# Any Wisconsin or Illinois Wine makers?



## junit83 (Jul 5, 2009)

Well??? I live on the boarder of the two states


----------



## Racer (Jul 6, 2009)

Your not alone here. I'm in Joliet, Il. Do you grow grapes too?


----------



## junit83 (Jul 7, 2009)

I barely make wine... just started 5 weeks ago but i do have 2 small grape plants/vines i planted this year... should be a while before they yield anything but growing just fine right now..


----------



## Racer (Jul 7, 2009)

yep your right the vines will take awhile,you should cut off any clusters that show for the first 2 years so the vine can focus all its energy on growing big and strong for you. 

Its good to have you on the forum hope you hang around and enjoy the company here.


----------



## jwthomas (Jul 9, 2009)

Gosport,In. looking to plant two acers next year of wine graps look over a few vineyard close to me to find the right ones to grow.


----------



## LS1crazy01 (Jul 13, 2009)

junit83 said:


> Well??? I live on the boarder of the two states



Hey, I also live "on the border". I live in Spring Grove IL, where you from?


----------



## troton (Jul 24, 2009)

Tomah Wi here. Can't get grape to grow. Don't have the time to get them to grow with my climate and soil. 

But try to make about 3 batches of fresh fruit wine and 2 kits a year. Have not made any this year because of life events


----------



## junit83 (Jul 24, 2009)

Position annotation records:
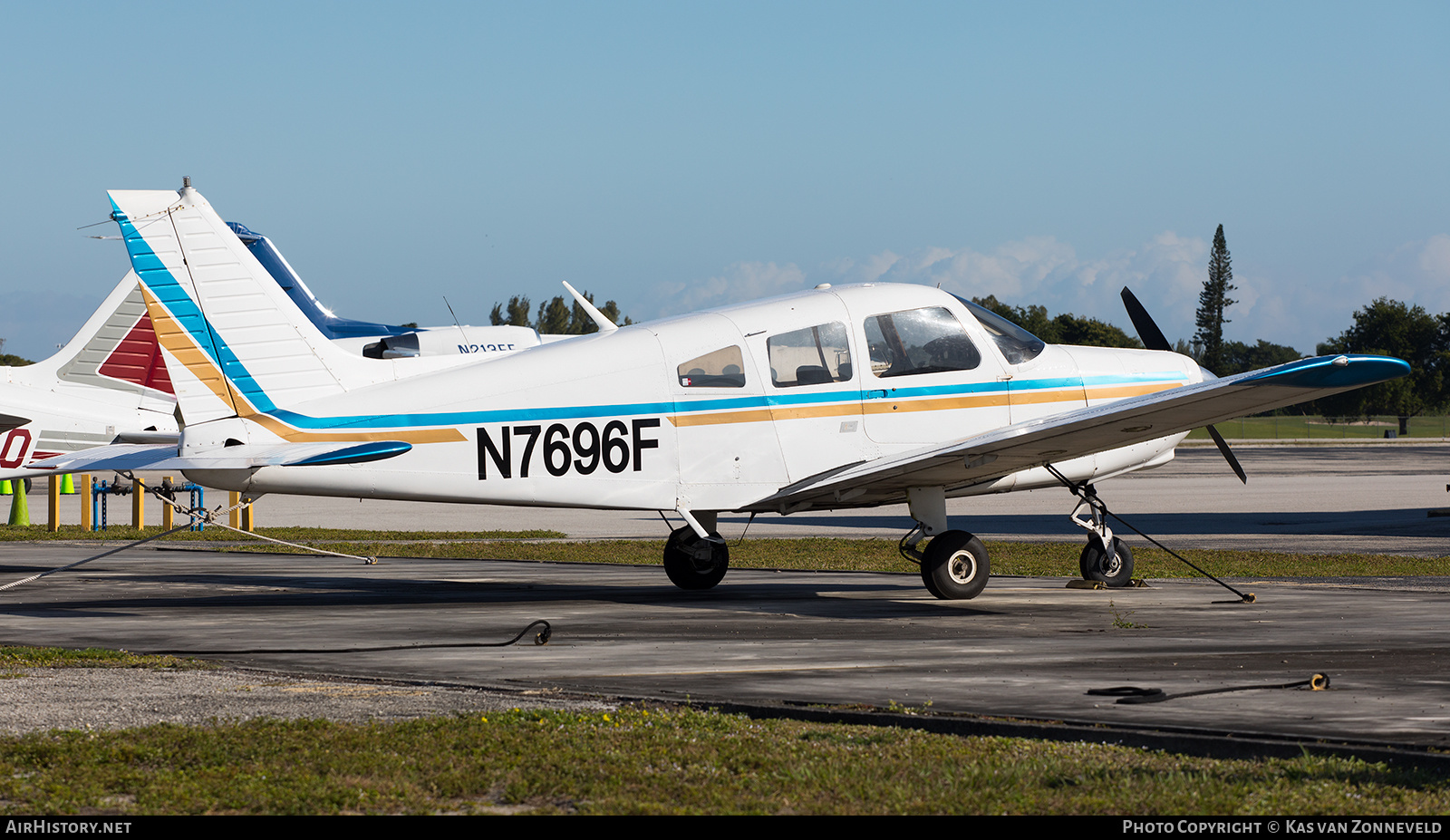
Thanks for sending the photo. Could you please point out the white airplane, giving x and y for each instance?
(833, 398)
(109, 383)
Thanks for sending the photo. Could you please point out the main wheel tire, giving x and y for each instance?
(689, 572)
(1094, 566)
(954, 566)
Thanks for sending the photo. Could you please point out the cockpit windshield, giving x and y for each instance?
(1017, 344)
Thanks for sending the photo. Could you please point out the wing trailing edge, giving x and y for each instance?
(1085, 431)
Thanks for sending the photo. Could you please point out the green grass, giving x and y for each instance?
(837, 555)
(14, 658)
(660, 760)
(1321, 429)
(826, 555)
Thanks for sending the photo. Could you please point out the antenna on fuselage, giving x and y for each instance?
(605, 323)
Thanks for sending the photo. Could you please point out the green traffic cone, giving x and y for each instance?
(19, 511)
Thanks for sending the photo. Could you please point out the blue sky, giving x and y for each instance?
(676, 156)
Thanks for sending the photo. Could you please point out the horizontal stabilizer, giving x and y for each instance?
(122, 458)
(1085, 431)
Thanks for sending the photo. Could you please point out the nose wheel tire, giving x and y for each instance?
(954, 566)
(1095, 565)
(693, 564)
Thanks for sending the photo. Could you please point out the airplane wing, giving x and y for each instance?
(1080, 432)
(122, 458)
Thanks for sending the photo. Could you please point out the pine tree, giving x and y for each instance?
(1213, 301)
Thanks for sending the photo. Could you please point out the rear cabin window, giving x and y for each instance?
(918, 342)
(721, 369)
(814, 356)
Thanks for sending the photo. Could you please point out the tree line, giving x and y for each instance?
(1384, 327)
(555, 316)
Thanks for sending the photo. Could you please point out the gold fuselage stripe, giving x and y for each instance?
(917, 405)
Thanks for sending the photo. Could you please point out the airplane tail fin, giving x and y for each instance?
(236, 344)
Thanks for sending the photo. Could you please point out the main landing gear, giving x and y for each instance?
(954, 565)
(1106, 559)
(695, 562)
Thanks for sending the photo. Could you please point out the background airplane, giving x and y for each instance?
(109, 383)
(830, 398)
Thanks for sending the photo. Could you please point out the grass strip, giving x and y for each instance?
(14, 658)
(662, 760)
(838, 555)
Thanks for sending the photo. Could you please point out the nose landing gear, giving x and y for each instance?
(1106, 559)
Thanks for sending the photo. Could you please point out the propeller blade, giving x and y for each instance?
(1149, 331)
(1229, 453)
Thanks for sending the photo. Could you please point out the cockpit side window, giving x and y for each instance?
(812, 356)
(724, 367)
(918, 342)
(1017, 344)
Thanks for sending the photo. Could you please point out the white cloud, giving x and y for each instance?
(740, 284)
(1166, 273)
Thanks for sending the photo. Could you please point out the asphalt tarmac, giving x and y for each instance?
(1026, 649)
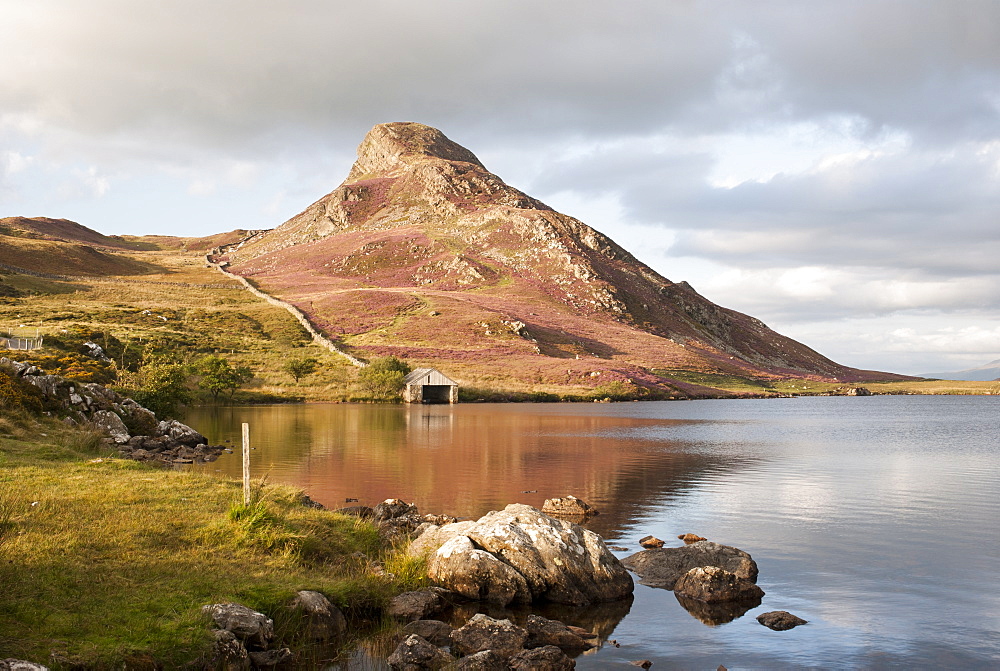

* _Problems_:
a – Render the stretch of the records from the line containing "strip, giving x and y for each instance?" through the end of the records as a Markdown table with columns Row and Line, skipping any blank lines. Leave the pictures out.
b – Write what comes next in the forum thread about Wisconsin and Illinois wine makers, starting from where it stops.
The forum thread and the records have nothing to do with each other.

* _Solved problems_:
a –
| Row | Line |
|---|---|
| 1 | Thanks for sending the photo. Could you please point out the grass strip, giving x and y for each instance? |
| 2 | (14, 658) |
| 3 | (662, 760) |
| 4 | (838, 555) |
| 5 | Thanks for sending the photo. Could you please point out the nose landing gear, giving x and y for each instance? |
| 6 | (1106, 559) |
| 7 | Thanks for sending the photo. Could you please point out the propeller blade, giving x and y for each instance? |
| 8 | (1149, 331) |
| 9 | (1229, 453) |
| 10 | Thanks for sending the photo. Could you please point out the cockpit side window, giving x and y for each instance? |
| 11 | (812, 356) |
| 12 | (724, 367) |
| 13 | (918, 342) |
| 14 | (1017, 344) |
| 15 | Thanks for sending the photo. Could you please point out the white cloud, giving x and y for each instance? |
| 16 | (740, 284) |
| 17 | (1166, 273) |
| 18 | Thanks for sending the photo. Could you please point out the asphalt tarmac, giving x and y for each instance? |
| 19 | (1026, 649) |

b –
LS1crazy01 said:


> Hey, I also live "on the border". I live in Spring Grove IL, where you from?



The outskirts of Antioch


----------



## nx9i (Aug 21, 2009)

Milwaukee WI here. just got back into winemaking after 4 year hiatus...



Paulie


----------



## smurfe (Aug 21, 2009)

Former Illinois resident here. I was born and raised downstate south of Decatur. I am from the Seelbyville area. Been in South Louisiana for the past 10 years though. Would love to come back though and live around your area. My Step Son's girlfriend lives in Crystal Lake and all of my kids still live in Shelbyville. I love Wisconsin.


----------



## Beta_Grumm (Aug 21, 2009)

Grew up in the very southwest corner of Wisconsin. Parents still live there. I'm afraid I'm no where near there anymore.


----------



## Madriver Wines (Aug 22, 2009)

My mom lives in Oshkosh and we visit as often as we can. I have a niece who lives near by, she drinks alot of wine! Does that count? 
Hey Beta looks like you have a primary problem ha ha.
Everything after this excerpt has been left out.